Selected passage:
========
When I was growing up, I always equated trust with the belief that everything would be OK. But when my dad died while I was a teenager, my definition of trust got turned upside down. Nothing felt OK. It didn’t seem like anything would ever be OK again.
But as God has patiently worked in my life, I am beginning to see that trust isn’t simply believing everything will be OK. It’s knowing that it will be OK—someday. It’s the someday that can be so hard to wait for. There are times Jesus heals and restores a person physically. There are times He does not and they are not made whole again until they have died here on earth and are alive with Him forever.
It’s a theme shared often in the Bible. When Shadrach, Meshach, and Abednego were thrown into the fiery furnace for refusing to worship an idol, God came down and rescued them. They left the fire unharmed. When John the Baptist was put in prison for daring to tell the king that he was living sinfully, he was beheaded.
And look at Jesus’ prayer in the Garden of Gethsemane before His crucifixion. He pleaded with God that if there was any other way, to please rescue Him and not make Him face this indescribably horrible death and the separation from God His Father that He knew would come with it. But there was no other way. And for a time, nothing in the entire universe was OK. Darkness fell. Rocks split. An earthquake shook the ground.
But then, after the longest, darkest three days His friends had ever endured, Jesus returned. He was alive and He had started the process of making everything right again. Is everything suddenly OK? No, but it will be. Someday.
And during the in between time? We wait. We pray. Sometimes we cry. Jesus did. God’s people do. This encouraging video from a pastor who was kidnapped and tortured reminds me of that each time I watch it. He felt fear, pain, anguish. He felt alone. God’s people are not superhuman, but by His grace and strength, and with the promise of His forgiveness when we fall short and doubt, we can trust and believe that it will be OK again. Someday.
========
Supplied data:
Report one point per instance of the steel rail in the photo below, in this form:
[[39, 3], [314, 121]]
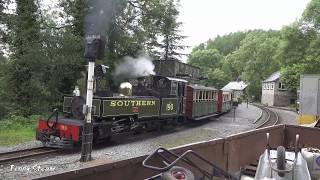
========
Activity 1: In the essay on trust, what event turned the writer's definition of trust upside down?
Activity 2: From the essay on trust, extract word for word the passage starting with "When I was growing" and going on through "ever be OK again.".

Exercise output 1: The death of the writer's dad when the writer was a teenager.

Exercise output 2:
When I was growing up, I always equated trust with the belief that everything would be OK. But when my dad died while I was a teenager, my definition of trust got turned upside down. Nothing felt OK. It didn’t seem like anything would ever be OK again.